* begin Passage provided *

Monday, February 6, 2012

Forgive & Forget

i feel like lately i've been holding on so many emotions & i'm ready to let them out. i still don't get how i can live with someone who is fake, antisocial and inconsiderate....at least that's the person she has become to me. i don't know if i should feel bad for not giving her the chance to talk to me but at the same time she did not take the initiative to talk to me and welcoming me into a new place that i'm supposed to call home. i am talking about one of my housemates. me and her don't really talk and when she talks to me she sounds so fake and i just don't try to keep up or get into a conversation. i am usually a friendly person and i don't know where all this anger is coming from. i am mad at myself, i am mad at the world and i am mad at the people who i love or once loved.

* end Passage provided *
* begin Information provided *

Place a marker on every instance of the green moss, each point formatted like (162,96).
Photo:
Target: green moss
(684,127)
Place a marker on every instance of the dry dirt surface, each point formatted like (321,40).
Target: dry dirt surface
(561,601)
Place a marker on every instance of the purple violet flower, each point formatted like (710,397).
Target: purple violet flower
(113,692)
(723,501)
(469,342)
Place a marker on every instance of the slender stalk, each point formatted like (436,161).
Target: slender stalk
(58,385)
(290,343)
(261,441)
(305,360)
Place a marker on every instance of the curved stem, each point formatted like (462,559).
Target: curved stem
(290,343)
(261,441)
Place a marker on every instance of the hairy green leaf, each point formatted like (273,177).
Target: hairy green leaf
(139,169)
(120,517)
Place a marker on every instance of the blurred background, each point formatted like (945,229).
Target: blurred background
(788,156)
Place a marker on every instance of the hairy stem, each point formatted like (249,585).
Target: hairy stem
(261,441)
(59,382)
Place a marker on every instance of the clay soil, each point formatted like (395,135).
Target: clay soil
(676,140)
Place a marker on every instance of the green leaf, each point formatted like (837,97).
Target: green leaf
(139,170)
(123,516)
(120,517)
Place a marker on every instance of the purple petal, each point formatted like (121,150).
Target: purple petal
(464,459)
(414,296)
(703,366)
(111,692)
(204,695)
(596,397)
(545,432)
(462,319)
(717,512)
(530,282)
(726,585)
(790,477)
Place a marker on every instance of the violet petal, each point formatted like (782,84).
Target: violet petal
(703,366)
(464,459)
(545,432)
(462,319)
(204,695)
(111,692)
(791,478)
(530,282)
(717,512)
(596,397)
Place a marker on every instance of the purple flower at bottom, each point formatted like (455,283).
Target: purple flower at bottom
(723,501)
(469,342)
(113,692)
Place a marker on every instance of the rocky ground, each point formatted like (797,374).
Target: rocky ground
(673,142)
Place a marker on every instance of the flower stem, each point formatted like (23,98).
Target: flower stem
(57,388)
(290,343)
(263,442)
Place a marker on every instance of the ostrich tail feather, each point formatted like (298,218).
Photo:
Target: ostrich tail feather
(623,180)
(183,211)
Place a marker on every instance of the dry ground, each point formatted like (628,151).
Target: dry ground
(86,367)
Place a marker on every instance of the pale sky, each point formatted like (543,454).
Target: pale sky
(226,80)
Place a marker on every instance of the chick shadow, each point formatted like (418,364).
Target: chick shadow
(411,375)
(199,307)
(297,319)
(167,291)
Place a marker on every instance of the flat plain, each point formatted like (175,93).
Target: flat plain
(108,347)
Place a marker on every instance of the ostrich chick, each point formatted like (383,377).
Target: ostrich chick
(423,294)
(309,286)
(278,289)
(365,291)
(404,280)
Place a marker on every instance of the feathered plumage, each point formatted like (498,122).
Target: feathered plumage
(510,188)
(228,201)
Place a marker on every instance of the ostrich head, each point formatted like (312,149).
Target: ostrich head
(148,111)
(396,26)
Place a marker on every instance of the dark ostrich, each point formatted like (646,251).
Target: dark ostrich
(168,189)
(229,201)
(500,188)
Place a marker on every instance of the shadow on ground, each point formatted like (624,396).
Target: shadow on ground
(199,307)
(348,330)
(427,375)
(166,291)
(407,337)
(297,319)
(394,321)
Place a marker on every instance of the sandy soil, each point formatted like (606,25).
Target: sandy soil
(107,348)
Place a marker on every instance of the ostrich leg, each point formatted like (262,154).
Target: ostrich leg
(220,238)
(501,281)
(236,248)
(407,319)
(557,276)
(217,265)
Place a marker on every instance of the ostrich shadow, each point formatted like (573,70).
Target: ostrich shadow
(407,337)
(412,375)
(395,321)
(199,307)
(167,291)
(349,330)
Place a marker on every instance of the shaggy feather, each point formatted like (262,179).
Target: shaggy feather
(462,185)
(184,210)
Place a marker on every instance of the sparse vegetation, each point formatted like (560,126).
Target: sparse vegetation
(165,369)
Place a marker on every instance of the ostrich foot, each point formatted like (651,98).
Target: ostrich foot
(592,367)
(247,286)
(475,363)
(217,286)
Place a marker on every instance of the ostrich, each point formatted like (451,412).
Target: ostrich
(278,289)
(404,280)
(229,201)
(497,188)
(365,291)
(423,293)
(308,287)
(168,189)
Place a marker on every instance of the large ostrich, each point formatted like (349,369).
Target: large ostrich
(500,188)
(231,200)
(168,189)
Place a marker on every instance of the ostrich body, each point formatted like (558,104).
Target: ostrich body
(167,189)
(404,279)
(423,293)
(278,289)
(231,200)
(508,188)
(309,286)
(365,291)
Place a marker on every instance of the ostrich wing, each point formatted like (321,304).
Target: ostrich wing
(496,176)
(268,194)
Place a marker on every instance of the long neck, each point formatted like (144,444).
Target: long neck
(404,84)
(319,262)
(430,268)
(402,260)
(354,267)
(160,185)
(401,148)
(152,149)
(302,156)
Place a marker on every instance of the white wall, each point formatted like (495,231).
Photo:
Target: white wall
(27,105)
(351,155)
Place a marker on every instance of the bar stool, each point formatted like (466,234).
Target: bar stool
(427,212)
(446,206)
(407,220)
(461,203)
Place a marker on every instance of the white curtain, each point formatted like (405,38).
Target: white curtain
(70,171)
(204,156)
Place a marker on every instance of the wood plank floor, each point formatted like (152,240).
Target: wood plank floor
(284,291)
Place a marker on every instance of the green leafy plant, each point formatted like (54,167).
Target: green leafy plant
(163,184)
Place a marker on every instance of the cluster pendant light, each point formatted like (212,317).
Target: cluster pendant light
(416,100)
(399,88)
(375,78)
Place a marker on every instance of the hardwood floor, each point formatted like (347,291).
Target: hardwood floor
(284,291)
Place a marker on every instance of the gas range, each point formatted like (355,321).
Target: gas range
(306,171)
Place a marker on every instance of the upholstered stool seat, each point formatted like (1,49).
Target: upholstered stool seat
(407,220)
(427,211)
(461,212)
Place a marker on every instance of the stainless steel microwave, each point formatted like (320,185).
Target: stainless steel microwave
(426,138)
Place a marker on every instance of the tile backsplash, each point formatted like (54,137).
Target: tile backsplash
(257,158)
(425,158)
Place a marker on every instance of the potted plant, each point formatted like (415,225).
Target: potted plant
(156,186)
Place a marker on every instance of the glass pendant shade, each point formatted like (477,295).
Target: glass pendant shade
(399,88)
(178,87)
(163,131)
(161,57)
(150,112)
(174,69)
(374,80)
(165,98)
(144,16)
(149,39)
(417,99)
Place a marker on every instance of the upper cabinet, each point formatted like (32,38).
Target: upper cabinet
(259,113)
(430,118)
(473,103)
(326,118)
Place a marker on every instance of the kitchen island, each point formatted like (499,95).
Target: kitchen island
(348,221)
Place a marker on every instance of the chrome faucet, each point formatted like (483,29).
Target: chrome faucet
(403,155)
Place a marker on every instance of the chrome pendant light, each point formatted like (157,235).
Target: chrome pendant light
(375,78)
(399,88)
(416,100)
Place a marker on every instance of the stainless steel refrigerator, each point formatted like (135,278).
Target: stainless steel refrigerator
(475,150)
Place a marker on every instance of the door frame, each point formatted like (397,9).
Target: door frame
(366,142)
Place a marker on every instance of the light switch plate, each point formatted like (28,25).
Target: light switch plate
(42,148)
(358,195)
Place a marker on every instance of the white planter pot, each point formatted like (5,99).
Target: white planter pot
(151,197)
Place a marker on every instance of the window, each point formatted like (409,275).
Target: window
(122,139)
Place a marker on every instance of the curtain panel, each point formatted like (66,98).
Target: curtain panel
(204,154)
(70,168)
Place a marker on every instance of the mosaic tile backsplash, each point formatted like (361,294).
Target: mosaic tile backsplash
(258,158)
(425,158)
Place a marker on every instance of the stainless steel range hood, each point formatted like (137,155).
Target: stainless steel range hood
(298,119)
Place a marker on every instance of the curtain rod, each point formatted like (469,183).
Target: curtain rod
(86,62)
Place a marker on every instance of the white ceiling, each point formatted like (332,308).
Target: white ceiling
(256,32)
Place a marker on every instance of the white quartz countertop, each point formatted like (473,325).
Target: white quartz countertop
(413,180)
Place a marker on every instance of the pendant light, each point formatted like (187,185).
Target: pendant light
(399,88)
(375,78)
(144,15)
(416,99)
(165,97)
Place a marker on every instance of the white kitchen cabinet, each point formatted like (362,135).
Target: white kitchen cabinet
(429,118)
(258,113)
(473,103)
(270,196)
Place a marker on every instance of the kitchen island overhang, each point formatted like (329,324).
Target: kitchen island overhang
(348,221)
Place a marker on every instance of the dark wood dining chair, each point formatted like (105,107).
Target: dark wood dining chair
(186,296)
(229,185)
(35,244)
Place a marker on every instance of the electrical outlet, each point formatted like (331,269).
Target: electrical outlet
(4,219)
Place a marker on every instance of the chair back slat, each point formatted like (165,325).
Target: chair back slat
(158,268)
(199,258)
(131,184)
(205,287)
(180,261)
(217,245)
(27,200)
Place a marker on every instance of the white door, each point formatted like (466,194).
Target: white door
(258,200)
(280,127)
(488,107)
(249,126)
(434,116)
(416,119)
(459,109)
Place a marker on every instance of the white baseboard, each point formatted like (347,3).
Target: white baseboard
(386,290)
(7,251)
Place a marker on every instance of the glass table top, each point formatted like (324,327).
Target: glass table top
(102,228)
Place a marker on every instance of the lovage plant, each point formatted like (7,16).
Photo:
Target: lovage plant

* end Information provided *

▶ _Parts of the exercise_
• a. List everyone and everything the writer of the blog post says they are mad at.
• b. Carry on the blog post about living with a difficult housemate, starting right after its last sentence.
The listing above comes from a separate source and has no connection to the blog post.

▶ _In response_
• a.
- Themselves
- The world
- The people they love or once loved

• b.
 i don't understand how someone you (or i) cared so much for just disappears and appears in my life whenever they want to. in this case i am talking about a specific someone. i need to learn how to forgive, move on and let go of someone who i thought was "mine." i think that made me so pessimistic when it comes to love. i also don't get how i can live life with that person in the back of my mind, i just don't get it but i think i will get it once i get answers to my questions but who am i kidding that is NEVER going to happen. i think so far in my 20 years in this living world i've only had one shot at love and i am not sure if i blew it but then again i was in high school, but isn't high school where you get into the whole dating scene? well that was totally NOT the case for me. i am  mad at that person even though i know i shouldn't and even\though i know i'm really not. i miss this person like crazy but i just don't show it. he's gone and i need to accept that. he is gone for good and he is probably living his life without me crossing his mind, not even for a second...of that i'm sure. i feel so pathetic but that's just me and i need to deal with it.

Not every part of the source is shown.